[Dataset records — start]

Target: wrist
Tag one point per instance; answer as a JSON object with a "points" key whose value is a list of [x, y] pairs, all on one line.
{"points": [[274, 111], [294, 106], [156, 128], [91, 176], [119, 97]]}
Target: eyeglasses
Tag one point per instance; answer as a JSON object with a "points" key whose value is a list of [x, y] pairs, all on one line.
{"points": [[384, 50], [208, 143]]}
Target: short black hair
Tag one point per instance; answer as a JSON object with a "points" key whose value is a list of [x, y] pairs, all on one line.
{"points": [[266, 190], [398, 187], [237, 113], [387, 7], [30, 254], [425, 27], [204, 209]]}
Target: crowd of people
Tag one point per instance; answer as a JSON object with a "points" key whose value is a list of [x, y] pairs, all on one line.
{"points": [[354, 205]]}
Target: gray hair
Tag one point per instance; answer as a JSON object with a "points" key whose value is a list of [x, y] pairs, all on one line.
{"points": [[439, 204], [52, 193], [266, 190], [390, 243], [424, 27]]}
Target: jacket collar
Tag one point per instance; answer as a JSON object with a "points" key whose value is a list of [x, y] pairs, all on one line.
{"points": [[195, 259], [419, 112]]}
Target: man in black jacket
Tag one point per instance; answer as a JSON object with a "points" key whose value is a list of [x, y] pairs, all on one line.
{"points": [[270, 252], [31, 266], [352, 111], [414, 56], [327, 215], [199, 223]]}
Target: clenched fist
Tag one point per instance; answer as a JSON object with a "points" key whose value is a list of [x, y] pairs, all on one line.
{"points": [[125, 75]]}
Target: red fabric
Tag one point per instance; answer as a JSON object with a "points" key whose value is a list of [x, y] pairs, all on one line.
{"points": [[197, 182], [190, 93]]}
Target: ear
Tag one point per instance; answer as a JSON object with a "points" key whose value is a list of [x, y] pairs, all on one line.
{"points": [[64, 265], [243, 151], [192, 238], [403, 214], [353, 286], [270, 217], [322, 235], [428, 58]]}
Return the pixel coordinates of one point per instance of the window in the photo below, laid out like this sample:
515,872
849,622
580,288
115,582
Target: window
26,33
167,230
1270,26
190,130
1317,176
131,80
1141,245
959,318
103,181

[Dataset records — finish]

Word for word, write out every record in the listing.

- [Solution to this task]
Target: wrist
Tag one point per instance; answer as a JSON object with a "points" key whose value is a list of [x, y] pairs, all on one line.
{"points": [[274, 111], [294, 106], [156, 128], [91, 176], [119, 97]]}
Target: eyeglasses
Tag one point per instance; answer as a JSON object with a "points" key whose value is a list of [x, y] pairs, all on one line.
{"points": [[384, 50], [208, 143]]}
Target: short black hair
Tag one point per instance; answer as a JSON object with a "points" key whose value is a list of [x, y] pairs, all on one line.
{"points": [[266, 190], [398, 187], [237, 113], [387, 7], [30, 254], [425, 27], [204, 209]]}
Target: crowd of people
Tag one point per instance; answer as a JSON object with a "points" key whose value is a list of [x, y] pairs, all on one line.
{"points": [[354, 205]]}
Target: gray hair
Tag one point per instance; answer as a JSON object with a "points" key whose value is a list of [x, y] pairs, all on one line.
{"points": [[439, 204], [52, 193], [266, 190], [390, 243], [424, 27]]}
Target: jacket collar
Tag one point per instance; answer as a JSON object with a "points" key whose value is a list of [x, y] pairs, all on one line.
{"points": [[195, 259], [419, 112]]}
Target: man in black jacket
Tag one point per instance; answer as a JSON object with a "points" key whose value is a list of [x, y] pairs, all on one line.
{"points": [[270, 252], [31, 266], [352, 111], [414, 56], [327, 215], [199, 223]]}
Target: clenched fist
Tag one point per instance; answer as a JSON object with a "points" key whose value is a list of [x, y] pairs, all on one line.
{"points": [[125, 75]]}
Target: red fabric
Tag one point per instance; answer as a JSON object with a "points" key whose value is a list of [x, y] pairs, all on one line.
{"points": [[197, 182], [190, 93]]}
Target: ear
Tag one point per instance; answer as a JSON object with a "points" key whose value is a list of [x, y] pairs, all on one line.
{"points": [[64, 265], [243, 151], [192, 238], [403, 214], [353, 286], [270, 217], [322, 235], [428, 58]]}
Return the pixel coordinates of one point per instance of the window in the photo below, laid out like this sample:
515,872
849,622
580,288
115,582
Target: window
26,33
167,230
1270,26
190,130
1317,176
131,80
1141,245
959,318
103,181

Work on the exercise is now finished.